Ma non fosse che per sola deferenza verso le "formule astratte” del diritto delle genti, tanto durante i negoziati per la pace di Lausanne che nel dibattito di questi giorni al Consiglio della S. d. N., sono state pure invocate la nazionalità e la volontà degli abitanti di questa contrastata regione.
Geograficamente il vilayet di Mosul -un vasto anfiteatro (ca. 90.000 chilometri quadrati) circondato da alte montagne e aperto sulla valle del Tigri- non appartiene né alla Siria, né interamente alla Mesopotamia e meno che mai all’Anatolia. Durante i secoli è stato un punto di scontri o un baluardo di resistenza per gli imperi che dall’Iran cercavano di protendersi fino al Mediterraneo (Babilonia, Parti, sassanidi, mongoli) o dal Nilo avanzavano verso l’Eufrate (Faraoni della XVII dinastia, Fatimidi, Eyubidi, Mehemet, Ali) o dall’Occidente dominavano l’Armenia (romani, bizantini, Osmanli). È stato anche il crocevia obbligato di tante fiumane migratorie, dai quasi preistorici Cossei ai Coresmi del 1240, e di traffici importanti dai fenici a Marco Polo. Quindi una popolazione mista; residui di razze, di religioni, di civiltà eterogenee. I turchi a Losanna presentarono una statistica non si sa in che anno e con che metodo raccolta, secondo la quale la popolazione sedentaria del vilayet di Mosul sommerebbe a 503 mila abitanti; dei quali 146 mila (29%) sarebbero turchi, 264 mila curdi (52%) e 43 mila arabi (8,6%); oltre a 31 mila fra cristiani e israeliti e a 18 mila "yezidi”, cioè dei curdi affiliati a una setta gnostica con reminiscenze zoroastriane. Gli inglesi opponevano i risultati del censimento fatto nel 1920 che dava un totale di 703.378 abitanti così ripartiti: 418 mila curdi (59%), 151 mila arabi (21%), 63 mila turchi (9%), poi 55.470 cristiani (nestoriani del patriarcato "assiro” Mar Scimon di Kochannes; Cattolici caldei del patriarcato di Mosul; Giacobiti del patriarcato di Mardin) e 14.835 ebrei.
....
- [Esercizi]
(a) Secondo il brano sul vilayet di Mosul, quanti abitanti in totale contava il censimento del 1920 citato dagli inglesi?
(b) Raccogli tutte le righe delle voci in cui compare la parola "dragonfly".

- [Voci del dataset]
....
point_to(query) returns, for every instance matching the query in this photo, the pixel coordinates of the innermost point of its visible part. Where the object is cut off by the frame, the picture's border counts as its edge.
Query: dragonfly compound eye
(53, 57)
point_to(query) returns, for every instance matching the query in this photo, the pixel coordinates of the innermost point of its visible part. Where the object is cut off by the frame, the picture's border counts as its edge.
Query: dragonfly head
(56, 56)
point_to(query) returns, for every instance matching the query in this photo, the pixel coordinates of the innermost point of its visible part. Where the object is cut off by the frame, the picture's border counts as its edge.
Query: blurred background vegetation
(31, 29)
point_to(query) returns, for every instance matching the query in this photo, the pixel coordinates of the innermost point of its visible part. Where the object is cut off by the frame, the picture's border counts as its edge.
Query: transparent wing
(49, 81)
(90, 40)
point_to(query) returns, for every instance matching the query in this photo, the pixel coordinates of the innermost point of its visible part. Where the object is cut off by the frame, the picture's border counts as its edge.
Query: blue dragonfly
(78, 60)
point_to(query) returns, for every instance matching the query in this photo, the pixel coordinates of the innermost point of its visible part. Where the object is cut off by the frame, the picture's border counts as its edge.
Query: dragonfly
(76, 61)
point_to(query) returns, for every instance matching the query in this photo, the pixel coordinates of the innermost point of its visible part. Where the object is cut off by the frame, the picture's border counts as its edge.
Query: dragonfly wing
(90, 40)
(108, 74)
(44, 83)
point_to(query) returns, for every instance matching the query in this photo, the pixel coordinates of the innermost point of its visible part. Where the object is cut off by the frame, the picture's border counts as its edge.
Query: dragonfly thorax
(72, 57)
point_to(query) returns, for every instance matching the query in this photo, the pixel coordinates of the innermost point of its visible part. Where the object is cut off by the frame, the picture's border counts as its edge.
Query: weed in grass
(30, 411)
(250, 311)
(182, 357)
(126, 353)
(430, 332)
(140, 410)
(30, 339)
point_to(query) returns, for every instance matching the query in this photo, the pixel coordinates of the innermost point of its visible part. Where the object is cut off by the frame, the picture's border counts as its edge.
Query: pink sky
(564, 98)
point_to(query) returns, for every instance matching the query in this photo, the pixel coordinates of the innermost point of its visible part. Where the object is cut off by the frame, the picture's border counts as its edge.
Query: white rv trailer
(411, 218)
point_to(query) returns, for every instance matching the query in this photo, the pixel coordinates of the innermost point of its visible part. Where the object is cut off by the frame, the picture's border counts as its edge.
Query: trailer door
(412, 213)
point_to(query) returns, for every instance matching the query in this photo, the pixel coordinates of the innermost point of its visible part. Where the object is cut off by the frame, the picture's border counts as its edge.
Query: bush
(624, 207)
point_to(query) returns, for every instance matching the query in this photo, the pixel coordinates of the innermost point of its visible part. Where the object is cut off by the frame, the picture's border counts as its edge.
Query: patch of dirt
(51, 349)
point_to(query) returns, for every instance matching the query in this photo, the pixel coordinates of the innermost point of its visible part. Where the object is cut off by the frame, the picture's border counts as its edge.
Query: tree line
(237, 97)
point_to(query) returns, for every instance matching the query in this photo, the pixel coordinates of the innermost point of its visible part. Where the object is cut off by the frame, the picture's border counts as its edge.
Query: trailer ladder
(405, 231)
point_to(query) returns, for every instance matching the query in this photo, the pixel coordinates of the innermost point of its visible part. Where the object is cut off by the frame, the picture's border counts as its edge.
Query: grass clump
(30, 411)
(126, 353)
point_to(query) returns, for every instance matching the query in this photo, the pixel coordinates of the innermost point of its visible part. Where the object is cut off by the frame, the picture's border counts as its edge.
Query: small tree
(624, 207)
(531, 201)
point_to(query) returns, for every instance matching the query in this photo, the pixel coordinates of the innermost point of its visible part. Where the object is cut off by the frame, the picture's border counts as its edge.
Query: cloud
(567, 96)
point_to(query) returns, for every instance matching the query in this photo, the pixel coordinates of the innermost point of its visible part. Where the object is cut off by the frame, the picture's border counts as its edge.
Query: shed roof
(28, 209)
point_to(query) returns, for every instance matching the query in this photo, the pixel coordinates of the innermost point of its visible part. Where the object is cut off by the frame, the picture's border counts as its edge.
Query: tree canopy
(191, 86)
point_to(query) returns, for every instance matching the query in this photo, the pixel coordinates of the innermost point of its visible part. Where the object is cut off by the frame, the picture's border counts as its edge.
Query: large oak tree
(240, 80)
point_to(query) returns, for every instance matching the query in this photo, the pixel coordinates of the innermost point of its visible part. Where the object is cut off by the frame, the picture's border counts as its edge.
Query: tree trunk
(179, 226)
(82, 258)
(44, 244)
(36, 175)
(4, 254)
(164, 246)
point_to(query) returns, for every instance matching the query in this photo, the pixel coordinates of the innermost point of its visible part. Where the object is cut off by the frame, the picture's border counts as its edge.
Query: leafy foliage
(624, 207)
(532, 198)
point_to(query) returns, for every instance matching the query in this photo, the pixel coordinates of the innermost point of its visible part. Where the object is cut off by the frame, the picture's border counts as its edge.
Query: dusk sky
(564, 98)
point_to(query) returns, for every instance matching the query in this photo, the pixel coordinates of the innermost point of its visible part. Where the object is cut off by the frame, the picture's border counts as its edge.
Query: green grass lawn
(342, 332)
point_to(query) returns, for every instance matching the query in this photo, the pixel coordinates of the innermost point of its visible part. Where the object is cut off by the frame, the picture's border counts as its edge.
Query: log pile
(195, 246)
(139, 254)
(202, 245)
....
- [Soluzioni degli esercizi]
(a) Un totale di 703.378 abitanti.

(b)
Query: dragonfly compound eye
Query: dragonfly head
Query: blue dragonfly
Query: dragonfly
Query: dragonfly wing
Query: dragonfly thorax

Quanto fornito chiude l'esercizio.